UIT TE VOEREN TAKEN:
(a) Hoe noemden de ministers de rekenfout volgens het tekstfragment over foute cijfers bij Schiphol en de pensioen- en verzekeringskamer?
(b) Ga verder met het tekstfragment over de foute cijfers van Schiphol en de regering, te beginnen na de laatste zin.

TEKSTFRAGMENT:
"""

Vorige week bleek dat cijfers van Schiphol over het gebruik van een nieuwe landingsbaan niet klopten. De directeur van Schiphol zei op dreigende toon dat als dit niet werd rechtgezet Schiphol in gevaar zou zijn en daarmee de Nederlandse economie. Feitelijk formuleerde hij twee redenen om zichzelf te ontslaan, nadat hij met slecht rekenwerk én onze nationale luchthaven én onze banenmotor op het spel had gezet, maar goed. Vorige week bleek ook dat enkele cijfers van de pensioen- en verzekeringskamer niet klopten. Nu hoefde de regering minder te bezuinigen dan verwacht. Een gelukkie, noemden de ministers de rekenfout. Maar ze hadden tevoren een gevecht aangekondigd om getallen waarvan ze zelf blijkbaar de achtergrond niet kenden.

"""

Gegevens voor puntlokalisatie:
"""

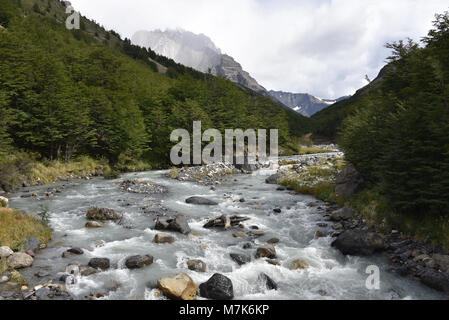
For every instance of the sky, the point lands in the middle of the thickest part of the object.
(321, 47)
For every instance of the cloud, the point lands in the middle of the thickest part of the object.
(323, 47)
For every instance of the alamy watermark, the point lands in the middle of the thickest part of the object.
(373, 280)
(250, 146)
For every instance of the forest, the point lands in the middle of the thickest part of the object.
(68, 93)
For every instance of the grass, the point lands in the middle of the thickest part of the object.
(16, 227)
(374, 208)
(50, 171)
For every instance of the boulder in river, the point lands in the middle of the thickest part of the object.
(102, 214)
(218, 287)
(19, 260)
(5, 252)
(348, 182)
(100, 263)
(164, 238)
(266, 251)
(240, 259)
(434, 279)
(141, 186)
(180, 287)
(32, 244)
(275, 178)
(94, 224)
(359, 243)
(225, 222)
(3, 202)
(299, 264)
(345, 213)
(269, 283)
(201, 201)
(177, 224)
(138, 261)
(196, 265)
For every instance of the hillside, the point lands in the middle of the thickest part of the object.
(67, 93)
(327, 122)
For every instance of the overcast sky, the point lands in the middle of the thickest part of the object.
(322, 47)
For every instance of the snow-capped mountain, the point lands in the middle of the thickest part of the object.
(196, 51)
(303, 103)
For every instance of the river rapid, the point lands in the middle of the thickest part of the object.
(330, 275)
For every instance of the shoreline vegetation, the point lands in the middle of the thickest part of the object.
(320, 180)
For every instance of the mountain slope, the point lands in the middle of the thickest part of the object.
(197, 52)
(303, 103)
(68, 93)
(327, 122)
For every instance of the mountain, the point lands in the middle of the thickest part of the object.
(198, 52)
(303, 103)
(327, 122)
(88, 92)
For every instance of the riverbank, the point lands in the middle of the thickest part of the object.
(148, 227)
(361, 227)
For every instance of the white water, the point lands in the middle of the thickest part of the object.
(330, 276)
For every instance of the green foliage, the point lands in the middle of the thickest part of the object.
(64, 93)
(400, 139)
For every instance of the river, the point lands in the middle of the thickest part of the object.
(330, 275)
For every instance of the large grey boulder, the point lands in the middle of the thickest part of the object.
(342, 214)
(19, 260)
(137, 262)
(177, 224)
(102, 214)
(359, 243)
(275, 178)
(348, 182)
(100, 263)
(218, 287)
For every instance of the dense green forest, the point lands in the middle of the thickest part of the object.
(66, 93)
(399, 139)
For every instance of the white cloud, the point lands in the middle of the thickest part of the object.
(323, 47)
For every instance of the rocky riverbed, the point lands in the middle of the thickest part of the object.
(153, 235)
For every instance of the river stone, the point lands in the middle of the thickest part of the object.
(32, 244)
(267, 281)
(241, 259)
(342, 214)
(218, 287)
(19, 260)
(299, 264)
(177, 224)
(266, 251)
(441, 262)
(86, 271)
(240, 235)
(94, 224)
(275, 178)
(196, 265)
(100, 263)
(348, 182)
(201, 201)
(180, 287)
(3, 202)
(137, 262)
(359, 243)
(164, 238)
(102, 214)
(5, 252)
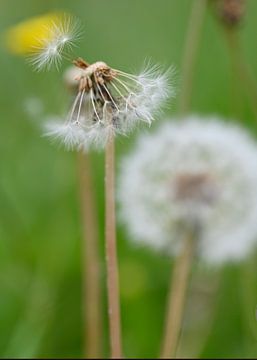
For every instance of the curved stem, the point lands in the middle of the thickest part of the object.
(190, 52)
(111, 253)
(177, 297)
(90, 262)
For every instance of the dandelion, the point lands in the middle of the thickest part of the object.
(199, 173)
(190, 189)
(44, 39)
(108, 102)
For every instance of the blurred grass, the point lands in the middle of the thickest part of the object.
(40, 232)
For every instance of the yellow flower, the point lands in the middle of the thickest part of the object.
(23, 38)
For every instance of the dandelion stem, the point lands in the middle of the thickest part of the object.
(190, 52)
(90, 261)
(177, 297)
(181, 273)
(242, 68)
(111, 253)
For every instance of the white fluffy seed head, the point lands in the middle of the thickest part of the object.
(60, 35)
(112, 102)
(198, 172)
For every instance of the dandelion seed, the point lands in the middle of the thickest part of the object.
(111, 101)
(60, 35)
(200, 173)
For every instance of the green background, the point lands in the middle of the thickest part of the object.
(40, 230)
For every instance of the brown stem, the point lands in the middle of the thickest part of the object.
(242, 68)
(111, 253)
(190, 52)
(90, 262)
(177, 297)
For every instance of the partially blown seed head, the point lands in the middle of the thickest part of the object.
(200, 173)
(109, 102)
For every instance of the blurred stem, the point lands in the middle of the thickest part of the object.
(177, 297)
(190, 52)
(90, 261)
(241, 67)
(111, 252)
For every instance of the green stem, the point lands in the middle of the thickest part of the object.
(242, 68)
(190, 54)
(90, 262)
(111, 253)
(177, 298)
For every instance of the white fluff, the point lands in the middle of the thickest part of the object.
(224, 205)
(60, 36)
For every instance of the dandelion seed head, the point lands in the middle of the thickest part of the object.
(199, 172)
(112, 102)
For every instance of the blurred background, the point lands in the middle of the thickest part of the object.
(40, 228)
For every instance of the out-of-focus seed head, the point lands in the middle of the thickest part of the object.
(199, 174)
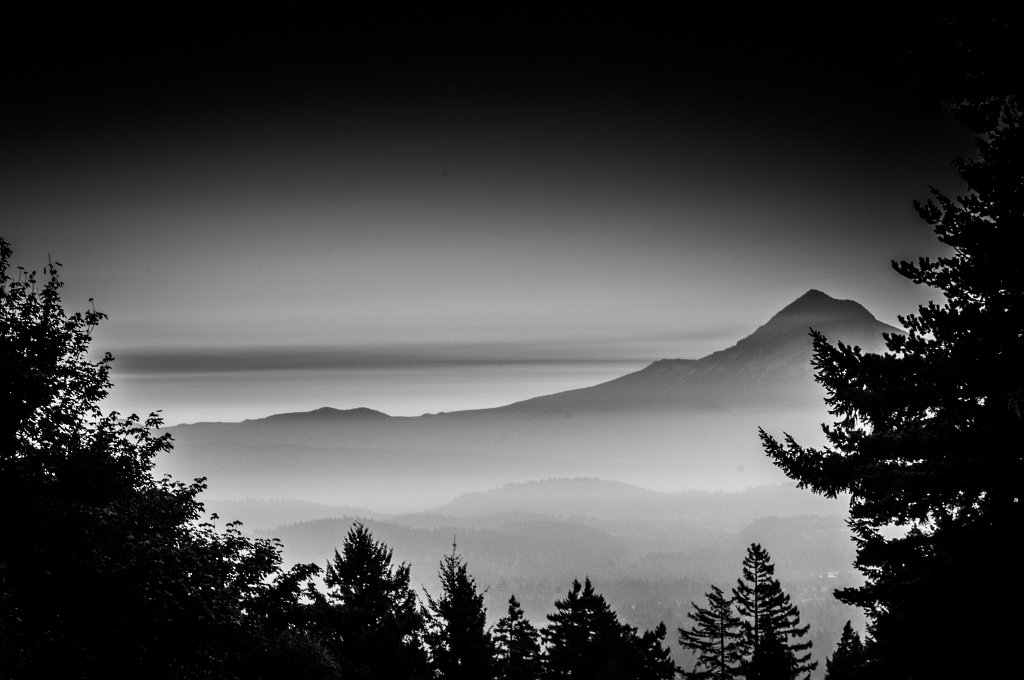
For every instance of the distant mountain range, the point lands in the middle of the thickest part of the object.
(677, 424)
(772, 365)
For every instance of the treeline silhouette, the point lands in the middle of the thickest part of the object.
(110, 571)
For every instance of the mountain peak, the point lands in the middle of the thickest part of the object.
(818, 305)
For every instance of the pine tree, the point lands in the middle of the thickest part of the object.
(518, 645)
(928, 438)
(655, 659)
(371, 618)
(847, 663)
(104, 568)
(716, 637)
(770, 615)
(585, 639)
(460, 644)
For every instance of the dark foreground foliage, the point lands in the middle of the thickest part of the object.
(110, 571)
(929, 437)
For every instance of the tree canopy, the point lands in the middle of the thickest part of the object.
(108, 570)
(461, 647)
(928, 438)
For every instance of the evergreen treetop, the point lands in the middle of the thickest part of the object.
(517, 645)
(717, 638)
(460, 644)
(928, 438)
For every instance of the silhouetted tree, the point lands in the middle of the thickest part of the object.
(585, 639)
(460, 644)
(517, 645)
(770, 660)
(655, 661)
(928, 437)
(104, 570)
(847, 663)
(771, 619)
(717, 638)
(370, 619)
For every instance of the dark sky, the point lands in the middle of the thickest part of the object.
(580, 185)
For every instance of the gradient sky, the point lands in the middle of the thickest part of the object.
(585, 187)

"""
"""

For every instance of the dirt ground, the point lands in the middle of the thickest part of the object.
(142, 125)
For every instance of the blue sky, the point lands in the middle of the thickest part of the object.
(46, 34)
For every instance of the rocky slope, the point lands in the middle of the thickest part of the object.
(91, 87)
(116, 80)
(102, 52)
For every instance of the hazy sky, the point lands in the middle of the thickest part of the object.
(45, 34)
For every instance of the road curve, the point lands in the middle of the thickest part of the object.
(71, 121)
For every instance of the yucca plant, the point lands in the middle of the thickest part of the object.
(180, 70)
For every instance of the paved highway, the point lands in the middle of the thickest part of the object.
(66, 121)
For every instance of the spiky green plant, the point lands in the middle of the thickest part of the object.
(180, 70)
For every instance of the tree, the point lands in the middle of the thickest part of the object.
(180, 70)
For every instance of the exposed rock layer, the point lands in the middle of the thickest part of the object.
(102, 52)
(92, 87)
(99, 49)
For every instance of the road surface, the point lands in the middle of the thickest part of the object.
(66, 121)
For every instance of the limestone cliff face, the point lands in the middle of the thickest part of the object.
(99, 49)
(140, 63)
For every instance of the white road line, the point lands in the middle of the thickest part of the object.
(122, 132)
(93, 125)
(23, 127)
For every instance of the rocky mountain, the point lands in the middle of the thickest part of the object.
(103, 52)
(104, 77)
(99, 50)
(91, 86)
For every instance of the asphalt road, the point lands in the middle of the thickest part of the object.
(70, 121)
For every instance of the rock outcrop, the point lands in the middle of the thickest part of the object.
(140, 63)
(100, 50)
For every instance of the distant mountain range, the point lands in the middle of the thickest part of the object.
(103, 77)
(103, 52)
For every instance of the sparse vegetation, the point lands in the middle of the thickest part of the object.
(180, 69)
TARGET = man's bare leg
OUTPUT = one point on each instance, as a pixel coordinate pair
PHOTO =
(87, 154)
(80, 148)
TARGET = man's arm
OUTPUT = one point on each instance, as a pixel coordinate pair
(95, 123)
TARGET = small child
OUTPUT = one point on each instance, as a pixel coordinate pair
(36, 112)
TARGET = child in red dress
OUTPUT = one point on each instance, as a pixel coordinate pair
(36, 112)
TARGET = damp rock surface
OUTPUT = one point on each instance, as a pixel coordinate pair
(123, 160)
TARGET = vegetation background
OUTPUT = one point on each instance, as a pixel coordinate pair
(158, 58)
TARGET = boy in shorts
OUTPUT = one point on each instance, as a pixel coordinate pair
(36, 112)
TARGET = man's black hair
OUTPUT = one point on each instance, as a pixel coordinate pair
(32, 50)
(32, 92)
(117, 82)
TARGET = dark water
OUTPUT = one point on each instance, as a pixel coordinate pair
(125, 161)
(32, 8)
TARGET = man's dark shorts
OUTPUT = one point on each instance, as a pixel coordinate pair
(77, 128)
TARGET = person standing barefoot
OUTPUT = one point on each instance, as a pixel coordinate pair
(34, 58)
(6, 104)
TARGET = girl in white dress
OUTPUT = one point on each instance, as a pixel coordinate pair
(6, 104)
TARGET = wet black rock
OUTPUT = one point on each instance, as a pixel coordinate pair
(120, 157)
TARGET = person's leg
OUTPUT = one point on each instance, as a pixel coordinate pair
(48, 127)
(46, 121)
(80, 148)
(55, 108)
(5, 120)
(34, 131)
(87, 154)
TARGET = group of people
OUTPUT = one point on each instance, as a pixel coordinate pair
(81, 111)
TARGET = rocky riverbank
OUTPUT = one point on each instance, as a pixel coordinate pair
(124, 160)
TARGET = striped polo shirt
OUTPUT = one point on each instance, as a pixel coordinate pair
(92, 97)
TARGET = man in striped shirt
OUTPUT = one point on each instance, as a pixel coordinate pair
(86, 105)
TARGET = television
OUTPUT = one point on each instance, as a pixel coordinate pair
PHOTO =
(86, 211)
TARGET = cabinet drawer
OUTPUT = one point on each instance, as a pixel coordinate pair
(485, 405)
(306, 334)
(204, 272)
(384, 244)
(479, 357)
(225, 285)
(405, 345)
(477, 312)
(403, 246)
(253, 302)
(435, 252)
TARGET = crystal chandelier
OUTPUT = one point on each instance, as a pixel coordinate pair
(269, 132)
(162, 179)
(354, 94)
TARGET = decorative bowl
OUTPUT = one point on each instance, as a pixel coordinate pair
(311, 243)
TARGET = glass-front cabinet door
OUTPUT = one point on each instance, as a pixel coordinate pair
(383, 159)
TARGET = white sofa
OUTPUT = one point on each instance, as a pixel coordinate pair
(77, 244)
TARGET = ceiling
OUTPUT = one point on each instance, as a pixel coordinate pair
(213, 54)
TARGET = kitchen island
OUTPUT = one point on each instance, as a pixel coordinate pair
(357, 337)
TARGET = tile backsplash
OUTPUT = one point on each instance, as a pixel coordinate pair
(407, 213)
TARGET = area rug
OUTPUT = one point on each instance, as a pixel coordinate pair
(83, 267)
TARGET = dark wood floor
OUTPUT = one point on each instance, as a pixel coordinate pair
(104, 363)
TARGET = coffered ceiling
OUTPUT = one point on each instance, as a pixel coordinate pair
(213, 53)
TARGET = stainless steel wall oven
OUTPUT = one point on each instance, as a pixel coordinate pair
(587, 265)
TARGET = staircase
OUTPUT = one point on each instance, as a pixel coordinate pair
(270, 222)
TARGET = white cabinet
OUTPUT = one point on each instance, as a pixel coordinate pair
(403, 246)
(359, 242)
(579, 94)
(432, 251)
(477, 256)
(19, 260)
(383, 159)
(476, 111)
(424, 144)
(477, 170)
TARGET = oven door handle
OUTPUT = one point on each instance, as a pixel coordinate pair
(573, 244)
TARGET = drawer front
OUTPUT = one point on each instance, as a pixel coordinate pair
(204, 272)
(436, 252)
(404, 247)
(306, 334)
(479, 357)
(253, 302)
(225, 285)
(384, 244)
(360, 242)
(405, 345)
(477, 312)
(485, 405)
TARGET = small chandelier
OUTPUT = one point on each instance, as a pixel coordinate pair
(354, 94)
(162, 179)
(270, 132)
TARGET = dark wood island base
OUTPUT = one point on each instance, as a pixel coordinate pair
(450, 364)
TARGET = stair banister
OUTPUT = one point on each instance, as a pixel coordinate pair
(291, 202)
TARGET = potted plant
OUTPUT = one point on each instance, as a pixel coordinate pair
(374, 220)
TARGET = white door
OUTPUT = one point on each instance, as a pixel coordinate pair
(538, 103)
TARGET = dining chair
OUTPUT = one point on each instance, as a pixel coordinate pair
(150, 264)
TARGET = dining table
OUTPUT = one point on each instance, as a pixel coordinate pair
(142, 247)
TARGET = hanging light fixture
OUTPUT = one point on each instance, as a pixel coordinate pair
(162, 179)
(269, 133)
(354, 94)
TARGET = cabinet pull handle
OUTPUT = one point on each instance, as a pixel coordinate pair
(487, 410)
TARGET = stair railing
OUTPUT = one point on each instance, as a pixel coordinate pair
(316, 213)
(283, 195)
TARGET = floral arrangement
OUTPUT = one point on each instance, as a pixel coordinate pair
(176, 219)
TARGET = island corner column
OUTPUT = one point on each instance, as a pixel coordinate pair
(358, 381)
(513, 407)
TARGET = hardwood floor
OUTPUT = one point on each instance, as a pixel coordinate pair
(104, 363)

"""

ANTWOORDEN PER ONDERDEEL:
(a) Een gelukkie.

(b)
Broddelwerk, bedrog, of is er iets anders aan de hand? De politiek raakt steeds meer afhankelijk van kengetallen, richtgetallen, gemiddelden en groeicijfers. Tot op grote hoogte is dat verklaarbaar en prettig. Ideologische discussies bijvoorbeeld tussen liberalen en christenen brengen meestal geen werkbare oplossingen. Ze verhullen in elk geval de dagelijkse praktijk waarin iedereen vage idealen anders invult. Bovendien zijn kiezers tegenwoordig te wispelturig om lang op jouw kompas te varen, alleen omdat hun ouders dat ook deden. Je moet als politicus zeggen wat je concreet wilt bereiken, wat je daarvoor gaat uitgeven en hoe je de balans gaat opmaken. En er is veel voor te zeggen om transparante politiek te bedrijven: alleen praten over die dingen die de overheid met geld of wetten kan beïnvloeden en je alleen uitdrukken met begrippen die je kunt meten of vergelijken. Zo bied je het meeste inzicht in je plannen.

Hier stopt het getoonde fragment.